## The problem
Give each line of the items below as a row in a Markdown table with the columns "Row" and "Line", and leave out any blank lines.

(Stored dataset items)
+++

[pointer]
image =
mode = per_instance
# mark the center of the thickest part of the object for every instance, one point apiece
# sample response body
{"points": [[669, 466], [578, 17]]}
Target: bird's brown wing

+++

## Written reply
| Row | Line |
|---|---|
| 1 | [pointer] |
| 2 | image = |
| 3 | mode = per_instance |
| 4 | # mark the center of the thickest part of the object for every instance, one point apiece |
| 5 | # sample response body |
| 6 | {"points": [[669, 466], [578, 17]]} |
| 7 | Target: bird's brown wing |